→ Given instruction: Below is a set of records. Repeat all of them exactly.

→ Records for the task:
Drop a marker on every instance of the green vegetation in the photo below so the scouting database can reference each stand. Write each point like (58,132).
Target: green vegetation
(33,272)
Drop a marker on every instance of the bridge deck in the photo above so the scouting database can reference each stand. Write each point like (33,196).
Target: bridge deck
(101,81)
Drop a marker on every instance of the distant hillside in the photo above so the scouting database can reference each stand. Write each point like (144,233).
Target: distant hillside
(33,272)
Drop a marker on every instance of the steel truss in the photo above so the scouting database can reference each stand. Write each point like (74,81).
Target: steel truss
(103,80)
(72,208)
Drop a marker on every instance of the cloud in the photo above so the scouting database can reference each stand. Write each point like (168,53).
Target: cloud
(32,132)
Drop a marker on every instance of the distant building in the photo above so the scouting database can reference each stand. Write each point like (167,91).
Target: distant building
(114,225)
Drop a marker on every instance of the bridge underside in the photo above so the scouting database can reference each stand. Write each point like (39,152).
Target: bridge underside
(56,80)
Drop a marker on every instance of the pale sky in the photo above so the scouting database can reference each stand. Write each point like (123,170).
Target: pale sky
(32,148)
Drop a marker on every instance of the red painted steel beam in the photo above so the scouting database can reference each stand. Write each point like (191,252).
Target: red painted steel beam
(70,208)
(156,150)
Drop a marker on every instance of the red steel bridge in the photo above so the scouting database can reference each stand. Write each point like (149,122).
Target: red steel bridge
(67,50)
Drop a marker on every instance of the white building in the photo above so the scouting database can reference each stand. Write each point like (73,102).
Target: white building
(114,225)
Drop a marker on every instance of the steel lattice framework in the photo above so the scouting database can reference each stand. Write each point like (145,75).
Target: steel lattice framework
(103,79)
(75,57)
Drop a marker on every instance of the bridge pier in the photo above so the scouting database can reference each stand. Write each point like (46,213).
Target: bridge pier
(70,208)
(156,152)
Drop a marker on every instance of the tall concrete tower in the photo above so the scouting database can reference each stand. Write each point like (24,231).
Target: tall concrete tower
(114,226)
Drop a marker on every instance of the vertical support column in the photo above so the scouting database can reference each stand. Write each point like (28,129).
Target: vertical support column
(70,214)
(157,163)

→ The solution:
Drop a marker on every instance of the green vegetation in the photo below so the scouting database can reference each stand. Write each point like (58,132).
Target: green vegetation
(33,272)
Drop a marker on every instance of the bridge deck in the photo above so the scouting database can reference each stand. Write each point like (33,196).
Target: bridge deck
(101,81)
Drop a marker on every instance of the distant hillside in the photo above so the scouting database can reference each stand. Write each point like (144,233).
Target: distant hillside
(33,272)
Drop a marker on every instance of the steel truss in the photo above so the scouting database can reference each stand. Write each point like (74,81).
Target: steel truss
(103,80)
(72,208)
Drop a marker on every instance of the cloud in the photo above so the scouting database can reference each stand. Write each point like (168,53).
Target: cloud
(32,132)
Drop a marker on every instance of the distant building in the photo above so the scouting database can reference each stand. Write each point like (167,91).
Target: distant building
(114,225)
Drop a marker on every instance of the bridge underside in the photo above so the scouting database can reference each stand. Write each point like (39,152).
Target: bridge underside
(56,80)
Drop a marker on every instance of the pale sky in the photo above so the scouting database can reference each stand. Write each point like (123,170).
Target: pale sky
(32,148)
Drop a marker on every instance of the red painted steel beam in the photo above so the scouting database can reference each stand. Write each point like (191,252).
Target: red painted steel beam
(70,208)
(156,150)
Drop a marker on every instance of the red steel bridge in the photo above so the scouting database can reference each stand. Write each point like (149,122).
Target: red steel bridge
(67,50)
Drop a marker on every instance of the white building in the photo above so the scouting database can reference each stand. Write each point like (73,102).
Target: white building
(114,225)
Drop a marker on every instance of the steel lattice framework in the photo above so the scouting database can reference each stand. Write each point like (145,75).
Target: steel lattice framework
(103,79)
(75,57)
Drop a marker on every instance of the bridge pier in the photo above so the scouting database can reference each stand. Write each point like (46,213).
Target: bridge pier
(70,208)
(156,152)
Drop a marker on every instance of the tall concrete tower in the photo above so the scouting database can reference each stand. Write each point like (24,231).
Target: tall concrete tower
(114,226)
Drop a marker on every instance of the vertical support column in the photo above so the scouting database can reference each stand. Write each point like (28,129).
Target: vertical support column
(70,214)
(157,163)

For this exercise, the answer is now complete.